The Plain of Arafat:
Manifesto of Equality
By Imraahn Mukaddam
Published on 30/05/2026 06:35
Features

The Plain of Arafat:

A Manifesto of Equality 

 

The plain of Arafat stretches vast and unadorned. Millions gather here, stripped of every marker the world uses to enforce hierarchy. No silk, no crowns, no uniforms, only two white, unsewn sheets. The billionaire stands flush against the laborer; the statesman prays beside the refugee. 

 

This is the foundational political statement of Hajj: human equality is not a rhetorical slogan, but a divine decree. ​Yet, a troubling modern narrative suggests that Hajj should remain purely spiritual, detached from the struggles of the world. To demand that pilgrims remain silent on injustice misinterprets the very essence of Islam. A faith that provides blueprints for governance, economics, and resistance against tyranny cannot suddenly suspend those concerns at its greatest gathering. Hajj is not an escape from reality; it is the ultimate realignment with truth. 

 

The Farewell Sermon: A Civilization's Constitution

 

 ​The Prophet Muhammad’s Farewell Khutbah, delivered from this very plain, was not a sermon on private piety. It was a revolutionary manifesto for a new human civilization. On that day, he codified a moral constitution, ​Radical Equality, The absolute abolition of racism and tribal supremacy. ​Inviolable Rights: The sacred protection of human life, wealth, and honor.

 

 ​Economic Justice: The total prohibition of usury and systemic exploitation. ​Systemic Peace: The termination of blood-feuds and generational vengeance. ​These are political issues in the deepest sense. Politics governs the distribution of justice and the protection of rights. By addressing oppression, racism, and economic tyranny, the Prophet explicitly designed Hajj to be the annual foundational convention of human dignity.

RECORDED DATA:
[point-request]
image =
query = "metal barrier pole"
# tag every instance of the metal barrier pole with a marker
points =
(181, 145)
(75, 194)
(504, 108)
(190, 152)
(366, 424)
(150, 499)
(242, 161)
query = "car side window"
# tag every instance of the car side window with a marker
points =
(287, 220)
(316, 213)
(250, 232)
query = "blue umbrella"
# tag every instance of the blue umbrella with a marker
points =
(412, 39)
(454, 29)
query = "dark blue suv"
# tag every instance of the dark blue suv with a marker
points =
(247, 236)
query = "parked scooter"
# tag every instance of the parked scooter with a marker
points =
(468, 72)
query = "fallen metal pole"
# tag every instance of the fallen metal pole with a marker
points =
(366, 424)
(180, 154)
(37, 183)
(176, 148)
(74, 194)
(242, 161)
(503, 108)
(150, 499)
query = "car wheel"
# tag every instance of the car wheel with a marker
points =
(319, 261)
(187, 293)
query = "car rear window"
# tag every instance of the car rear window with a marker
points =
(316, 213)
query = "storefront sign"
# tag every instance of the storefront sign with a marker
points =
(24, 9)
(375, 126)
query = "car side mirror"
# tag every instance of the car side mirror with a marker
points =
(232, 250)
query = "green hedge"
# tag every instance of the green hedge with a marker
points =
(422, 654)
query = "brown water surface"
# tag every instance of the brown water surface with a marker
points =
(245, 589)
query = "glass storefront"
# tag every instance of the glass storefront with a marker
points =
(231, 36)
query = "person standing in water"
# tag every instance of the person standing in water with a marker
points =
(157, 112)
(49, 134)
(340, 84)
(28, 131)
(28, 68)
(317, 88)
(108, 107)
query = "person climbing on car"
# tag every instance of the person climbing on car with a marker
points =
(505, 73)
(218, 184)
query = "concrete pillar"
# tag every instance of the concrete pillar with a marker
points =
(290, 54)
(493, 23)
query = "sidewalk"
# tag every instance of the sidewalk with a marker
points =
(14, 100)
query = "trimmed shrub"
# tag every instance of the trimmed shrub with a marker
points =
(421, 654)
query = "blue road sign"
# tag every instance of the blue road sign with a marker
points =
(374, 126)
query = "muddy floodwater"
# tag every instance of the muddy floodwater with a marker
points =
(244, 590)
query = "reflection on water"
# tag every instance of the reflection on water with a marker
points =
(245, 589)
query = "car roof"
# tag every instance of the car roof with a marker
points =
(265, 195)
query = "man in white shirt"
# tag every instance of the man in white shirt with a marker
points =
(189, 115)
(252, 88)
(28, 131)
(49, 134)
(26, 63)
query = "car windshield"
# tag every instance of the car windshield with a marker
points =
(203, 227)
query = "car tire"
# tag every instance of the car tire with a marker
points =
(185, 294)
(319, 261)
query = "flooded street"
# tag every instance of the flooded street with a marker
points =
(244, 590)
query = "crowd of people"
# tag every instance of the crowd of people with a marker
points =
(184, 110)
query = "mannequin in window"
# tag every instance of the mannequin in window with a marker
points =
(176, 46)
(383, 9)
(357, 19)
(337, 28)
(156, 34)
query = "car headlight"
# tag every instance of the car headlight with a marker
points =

WHAT TO DO:
1 > In the Hajj article, condense the paragraph beginning "This is the foundational political statement of Hajj" into a short list of its main points.
2 > Answer these questions using the Hajj article:
(a) What do the people gathered on the plain of Arafat wear?
(b) From where was the Prophet Muhammad's Farewell Khutbah delivered?
(c) Under economic justice, what did the sermon totally prohibit?

TASK SOLUTIONS:
1 >
- Hajj's foundational political statement is that human equality is a divine decree, not a slogan.
- A troubling modern view holds that Hajj should stay purely spiritual and apart from the world's struggles.
- Demanding that pilgrims stay silent on injustice misreads Islam.
- A faith with blueprints for governance, economics, and resistance to tyranny cannot set those concerns aside at its greatest gathering.
- Hajj is not an escape from reality but the ultimate realignment with truth.

2 >
(a) Only two white, unsewn sheets.
(b) From the plain of Arafat.
(c) Usury and systemic exploitation.